**EXERCISE AIM**: Extract every line of the items below that contains the word "wall", and copy each such line in full.
-------- LISTED RECORDS
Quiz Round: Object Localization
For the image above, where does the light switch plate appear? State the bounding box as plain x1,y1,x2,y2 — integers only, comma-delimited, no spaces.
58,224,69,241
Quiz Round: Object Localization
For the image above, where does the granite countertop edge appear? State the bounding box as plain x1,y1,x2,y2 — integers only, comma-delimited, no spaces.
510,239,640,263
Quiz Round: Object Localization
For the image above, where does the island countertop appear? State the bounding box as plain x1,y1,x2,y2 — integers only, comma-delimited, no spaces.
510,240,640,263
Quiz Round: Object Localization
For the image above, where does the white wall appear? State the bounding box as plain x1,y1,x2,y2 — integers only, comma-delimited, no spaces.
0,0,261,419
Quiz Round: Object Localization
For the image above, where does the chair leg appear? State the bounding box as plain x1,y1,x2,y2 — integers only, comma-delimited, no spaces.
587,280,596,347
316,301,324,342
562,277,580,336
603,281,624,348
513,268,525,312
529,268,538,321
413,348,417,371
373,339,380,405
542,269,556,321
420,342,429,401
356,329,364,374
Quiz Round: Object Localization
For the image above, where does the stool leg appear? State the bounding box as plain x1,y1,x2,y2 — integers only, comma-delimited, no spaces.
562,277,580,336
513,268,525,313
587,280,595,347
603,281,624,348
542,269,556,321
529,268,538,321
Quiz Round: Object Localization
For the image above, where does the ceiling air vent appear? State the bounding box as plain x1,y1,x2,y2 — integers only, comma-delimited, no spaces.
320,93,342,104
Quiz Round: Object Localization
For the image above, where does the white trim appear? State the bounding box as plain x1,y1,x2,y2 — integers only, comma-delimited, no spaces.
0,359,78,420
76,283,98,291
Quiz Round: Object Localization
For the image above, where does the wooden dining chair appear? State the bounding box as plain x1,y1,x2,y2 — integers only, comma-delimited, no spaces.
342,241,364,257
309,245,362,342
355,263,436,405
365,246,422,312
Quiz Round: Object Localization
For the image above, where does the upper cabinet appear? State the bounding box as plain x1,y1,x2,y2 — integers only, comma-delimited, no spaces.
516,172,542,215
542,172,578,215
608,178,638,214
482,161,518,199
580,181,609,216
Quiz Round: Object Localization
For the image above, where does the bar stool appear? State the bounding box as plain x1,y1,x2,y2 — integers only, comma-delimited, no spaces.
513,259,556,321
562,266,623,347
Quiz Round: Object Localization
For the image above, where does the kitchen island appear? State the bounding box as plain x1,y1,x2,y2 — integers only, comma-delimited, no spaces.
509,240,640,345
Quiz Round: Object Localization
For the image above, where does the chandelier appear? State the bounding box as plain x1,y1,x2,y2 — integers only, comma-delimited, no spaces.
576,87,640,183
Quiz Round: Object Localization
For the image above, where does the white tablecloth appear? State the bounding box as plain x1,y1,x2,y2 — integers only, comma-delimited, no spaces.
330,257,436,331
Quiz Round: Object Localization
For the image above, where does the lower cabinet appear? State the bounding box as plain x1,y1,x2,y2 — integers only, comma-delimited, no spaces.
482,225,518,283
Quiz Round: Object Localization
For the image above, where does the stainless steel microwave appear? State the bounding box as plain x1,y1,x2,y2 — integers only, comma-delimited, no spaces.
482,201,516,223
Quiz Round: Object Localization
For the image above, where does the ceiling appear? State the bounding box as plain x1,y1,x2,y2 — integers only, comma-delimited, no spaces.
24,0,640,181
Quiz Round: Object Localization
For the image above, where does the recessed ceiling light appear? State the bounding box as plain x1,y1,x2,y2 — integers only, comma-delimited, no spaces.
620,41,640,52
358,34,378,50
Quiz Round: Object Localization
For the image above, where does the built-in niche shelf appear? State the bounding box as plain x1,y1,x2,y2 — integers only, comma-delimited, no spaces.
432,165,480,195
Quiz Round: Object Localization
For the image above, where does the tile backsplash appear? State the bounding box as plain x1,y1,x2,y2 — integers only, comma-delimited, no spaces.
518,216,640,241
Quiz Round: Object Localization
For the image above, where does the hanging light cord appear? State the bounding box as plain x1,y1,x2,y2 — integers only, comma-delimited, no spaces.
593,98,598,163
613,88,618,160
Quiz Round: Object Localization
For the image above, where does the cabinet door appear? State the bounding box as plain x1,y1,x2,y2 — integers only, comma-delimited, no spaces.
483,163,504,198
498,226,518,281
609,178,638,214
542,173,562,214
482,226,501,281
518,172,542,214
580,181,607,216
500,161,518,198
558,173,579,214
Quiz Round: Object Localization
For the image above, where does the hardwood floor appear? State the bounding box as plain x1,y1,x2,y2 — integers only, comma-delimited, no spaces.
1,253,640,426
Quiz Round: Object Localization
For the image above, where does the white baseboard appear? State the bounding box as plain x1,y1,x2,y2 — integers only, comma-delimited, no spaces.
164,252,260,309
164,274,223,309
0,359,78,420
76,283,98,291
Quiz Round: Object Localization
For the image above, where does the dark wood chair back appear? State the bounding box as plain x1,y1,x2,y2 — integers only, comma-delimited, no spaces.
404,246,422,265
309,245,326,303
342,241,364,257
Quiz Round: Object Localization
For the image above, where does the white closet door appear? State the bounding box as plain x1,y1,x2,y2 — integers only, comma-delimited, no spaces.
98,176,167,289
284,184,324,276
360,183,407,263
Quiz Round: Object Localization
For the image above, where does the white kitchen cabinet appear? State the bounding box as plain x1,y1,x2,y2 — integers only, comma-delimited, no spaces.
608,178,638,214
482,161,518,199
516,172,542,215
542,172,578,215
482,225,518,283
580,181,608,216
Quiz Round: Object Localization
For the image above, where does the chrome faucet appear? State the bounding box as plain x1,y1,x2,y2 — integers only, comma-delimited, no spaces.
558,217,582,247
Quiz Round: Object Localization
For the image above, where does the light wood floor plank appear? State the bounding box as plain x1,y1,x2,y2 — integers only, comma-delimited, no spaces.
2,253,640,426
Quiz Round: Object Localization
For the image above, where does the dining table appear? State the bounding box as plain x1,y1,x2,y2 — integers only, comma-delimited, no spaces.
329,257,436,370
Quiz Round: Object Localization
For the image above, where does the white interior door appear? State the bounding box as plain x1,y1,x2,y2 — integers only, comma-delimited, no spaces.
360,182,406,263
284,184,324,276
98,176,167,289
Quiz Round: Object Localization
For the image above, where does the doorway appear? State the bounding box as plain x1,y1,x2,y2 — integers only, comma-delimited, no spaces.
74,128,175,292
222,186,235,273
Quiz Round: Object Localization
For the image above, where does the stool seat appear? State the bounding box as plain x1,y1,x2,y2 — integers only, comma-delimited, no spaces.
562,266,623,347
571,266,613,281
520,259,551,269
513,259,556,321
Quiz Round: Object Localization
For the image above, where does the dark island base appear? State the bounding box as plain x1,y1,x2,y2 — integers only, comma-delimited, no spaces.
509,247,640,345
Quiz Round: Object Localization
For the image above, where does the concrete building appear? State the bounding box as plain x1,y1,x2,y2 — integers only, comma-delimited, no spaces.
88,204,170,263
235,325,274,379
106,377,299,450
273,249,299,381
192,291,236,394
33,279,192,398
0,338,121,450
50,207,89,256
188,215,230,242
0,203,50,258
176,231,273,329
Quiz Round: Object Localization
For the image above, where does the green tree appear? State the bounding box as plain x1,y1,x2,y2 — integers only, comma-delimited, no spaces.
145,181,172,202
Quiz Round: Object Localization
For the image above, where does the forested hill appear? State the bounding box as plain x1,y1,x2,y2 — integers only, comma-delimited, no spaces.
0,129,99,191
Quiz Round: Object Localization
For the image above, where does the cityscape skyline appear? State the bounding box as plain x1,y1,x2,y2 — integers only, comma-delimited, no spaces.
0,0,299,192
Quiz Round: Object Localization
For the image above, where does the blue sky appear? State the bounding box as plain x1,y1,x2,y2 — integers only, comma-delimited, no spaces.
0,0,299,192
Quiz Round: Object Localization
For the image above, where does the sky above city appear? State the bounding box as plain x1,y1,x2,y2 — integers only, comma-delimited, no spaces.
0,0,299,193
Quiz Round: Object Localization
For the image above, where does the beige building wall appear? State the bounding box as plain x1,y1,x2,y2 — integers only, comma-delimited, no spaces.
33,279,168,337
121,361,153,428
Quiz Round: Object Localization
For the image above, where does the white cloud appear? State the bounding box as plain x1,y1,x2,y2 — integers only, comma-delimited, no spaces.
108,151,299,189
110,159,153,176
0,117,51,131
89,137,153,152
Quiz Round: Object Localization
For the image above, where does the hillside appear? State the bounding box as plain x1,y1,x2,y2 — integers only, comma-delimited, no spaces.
----------------
**RESPONSE BELOW**:
For the image above, where does the white wall appear? State the bounding box as plain x1,y1,x2,y2 — integers only, comma-delimited, no spaces.
For the image above, where does the beige building wall appear? State the bounding box as plain x1,y1,x2,y2 — integers only, comma-delimited, no spaces.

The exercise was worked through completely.